**EXERCISE AIM:**
All of the entries must be duplicated exactly.

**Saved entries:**
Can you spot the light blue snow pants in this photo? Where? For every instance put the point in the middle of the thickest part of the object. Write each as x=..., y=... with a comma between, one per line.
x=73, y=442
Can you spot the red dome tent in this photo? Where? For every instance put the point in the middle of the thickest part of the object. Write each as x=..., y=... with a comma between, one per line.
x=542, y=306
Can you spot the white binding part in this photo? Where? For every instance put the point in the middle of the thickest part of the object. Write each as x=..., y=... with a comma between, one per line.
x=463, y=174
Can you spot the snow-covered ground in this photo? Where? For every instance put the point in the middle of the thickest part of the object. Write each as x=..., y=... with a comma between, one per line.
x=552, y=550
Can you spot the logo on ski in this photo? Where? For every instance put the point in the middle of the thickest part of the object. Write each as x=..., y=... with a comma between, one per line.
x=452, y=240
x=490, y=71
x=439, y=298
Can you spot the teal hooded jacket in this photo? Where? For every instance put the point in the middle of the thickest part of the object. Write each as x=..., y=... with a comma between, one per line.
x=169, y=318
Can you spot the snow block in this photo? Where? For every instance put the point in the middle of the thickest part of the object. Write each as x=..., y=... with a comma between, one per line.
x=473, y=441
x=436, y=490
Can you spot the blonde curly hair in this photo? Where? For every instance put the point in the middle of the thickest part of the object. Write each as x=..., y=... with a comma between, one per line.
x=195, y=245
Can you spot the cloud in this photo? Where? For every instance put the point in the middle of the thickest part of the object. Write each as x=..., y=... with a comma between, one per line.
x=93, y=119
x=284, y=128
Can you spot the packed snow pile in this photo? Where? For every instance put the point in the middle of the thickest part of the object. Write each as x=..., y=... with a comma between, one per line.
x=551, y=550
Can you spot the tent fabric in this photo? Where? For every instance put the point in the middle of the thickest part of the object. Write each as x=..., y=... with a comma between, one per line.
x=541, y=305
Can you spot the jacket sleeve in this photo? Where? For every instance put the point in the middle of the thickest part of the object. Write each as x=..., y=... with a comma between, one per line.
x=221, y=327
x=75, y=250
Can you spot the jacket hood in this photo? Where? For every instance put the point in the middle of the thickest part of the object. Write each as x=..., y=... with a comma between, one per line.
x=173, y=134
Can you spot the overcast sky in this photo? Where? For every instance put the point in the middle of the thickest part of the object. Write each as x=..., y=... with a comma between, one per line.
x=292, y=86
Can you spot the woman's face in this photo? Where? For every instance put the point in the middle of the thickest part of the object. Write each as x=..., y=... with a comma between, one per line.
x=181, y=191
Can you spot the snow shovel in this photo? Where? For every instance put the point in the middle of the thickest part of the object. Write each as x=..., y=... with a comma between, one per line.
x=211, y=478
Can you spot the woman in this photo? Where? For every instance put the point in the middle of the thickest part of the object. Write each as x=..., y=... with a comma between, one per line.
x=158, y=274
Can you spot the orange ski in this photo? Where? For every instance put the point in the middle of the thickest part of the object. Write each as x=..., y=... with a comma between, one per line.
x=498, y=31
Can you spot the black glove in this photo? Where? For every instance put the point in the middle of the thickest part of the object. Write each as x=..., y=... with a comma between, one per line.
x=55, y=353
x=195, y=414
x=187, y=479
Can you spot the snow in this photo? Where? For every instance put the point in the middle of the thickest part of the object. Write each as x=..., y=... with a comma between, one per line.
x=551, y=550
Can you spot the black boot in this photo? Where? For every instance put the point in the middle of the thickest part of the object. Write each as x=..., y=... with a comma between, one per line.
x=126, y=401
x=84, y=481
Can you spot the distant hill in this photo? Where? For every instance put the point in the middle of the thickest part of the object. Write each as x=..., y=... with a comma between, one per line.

**RESULT:**
Can you spot the light blue snow pants in this photo? Where? For every instance put the point in the middle of the thickest part of the object. Write each as x=..., y=... with a comma between, one per line.
x=73, y=442
Can you spot the red dome tent in this photo? Where? For every instance put the point in the middle of the thickest part of the object. Write each as x=..., y=... with a comma between, one per line.
x=542, y=306
Can you spot the white binding part in this photo? Where? For every instance put the point in the middle of the thickest part of the object. Write each as x=..., y=... with a comma between, one per line.
x=463, y=174
Can you spot the snow-covered ground in this photo? Where? For every instance put the point in the middle of the thickest part of the object. Write each as x=..., y=... with a comma between, one per line.
x=552, y=550
Can you spot the logo on ski in this photo? Where? For every instance put the point in the middle of the thickest part of the object. Write each as x=..., y=... with a comma between, one per line.
x=452, y=240
x=490, y=71
x=439, y=298
Can you spot the teal hooded jacket in this photo? Where? For every instance put the point in the middle of the thickest part of the object. Write each as x=..., y=... with a comma between, one per line.
x=169, y=318
Can you spot the snow block in this photo? Where? For every instance put the point in the middle of the thickest part of the object. Write each as x=..., y=... with a comma between, one per line.
x=473, y=441
x=436, y=490
Can you spot the blonde curly hair in this photo? Where? For every instance put the point in the middle of the thickest part of the object. Write each as x=..., y=... with a comma between, one per line.
x=195, y=245
Can you spot the cloud in this photo? Where? For every instance put the point in the middle of the thickest part of the object. Write each as x=..., y=... with a comma between, one per line.
x=93, y=119
x=284, y=128
Can you spot the packed snow pile in this photo? Where? For every instance put the point in the middle of the thickest part of the object. Write each as x=..., y=... with a comma between, one per line.
x=551, y=550
Can you spot the tent fabric in this photo? Where? For every instance put the point in the middle of the thickest part of the object. Write each as x=..., y=... with a comma between, one per line.
x=541, y=305
Can you spot the jacket sleeve in this photo? Where? For every instance put the point in the middle of the thickest part of the object. Write each as x=..., y=... with a comma between, one per line.
x=221, y=327
x=75, y=250
Can you spot the jacket hood in this photo? Where? For every instance put the point in the middle of the thickest part of the object. Write each as x=..., y=... with a comma between, one per line.
x=173, y=134
Can you spot the overcast sky in this photo? Where? For every instance put the point in the middle of the thickest part of the object. Write each as x=..., y=... with a comma between, one per line.
x=292, y=86
Can you spot the woman's face in this photo? Where? For every instance put the point in the middle of the thickest part of the object. Write each as x=..., y=... with a comma between, one per line.
x=181, y=191
Can you spot the snow shovel in this photo? Where? For every instance put the point in the middle of the thickest part of the object. Write each as x=..., y=... with a comma between, one per line.
x=211, y=478
Can you spot the woman in this photo? Where? For every instance put the point in the middle of the thickest part of the object. Write each as x=..., y=... with a comma between, one per line.
x=158, y=274
Can you spot the orange ski in this photo? Where? For every instance put the point in the middle of the thickest part of the object. Write each as x=..., y=... with a comma between, one per line.
x=498, y=31
Can you spot the black glove in this photo? Where? For every instance put the point in the middle of the thickest part of the object. Write each as x=..., y=... with a comma between, one per line.
x=55, y=353
x=195, y=414
x=187, y=479
Can you spot the snow in this photo? Where? For every instance put the point in the middle of the thickest part of the object. Write each as x=..., y=... with a comma between, one per line.
x=551, y=550
Can you spot the black boot in this photo? Where? For every instance put the point in the middle of the thickest part of the object. Write each as x=..., y=... with a comma between, one per line.
x=126, y=401
x=84, y=481
Can you spot the distant hill in this photo? Where? For every instance put the point in the middle of the thickest part of the object. Write each as x=..., y=... with a comma between, one per line.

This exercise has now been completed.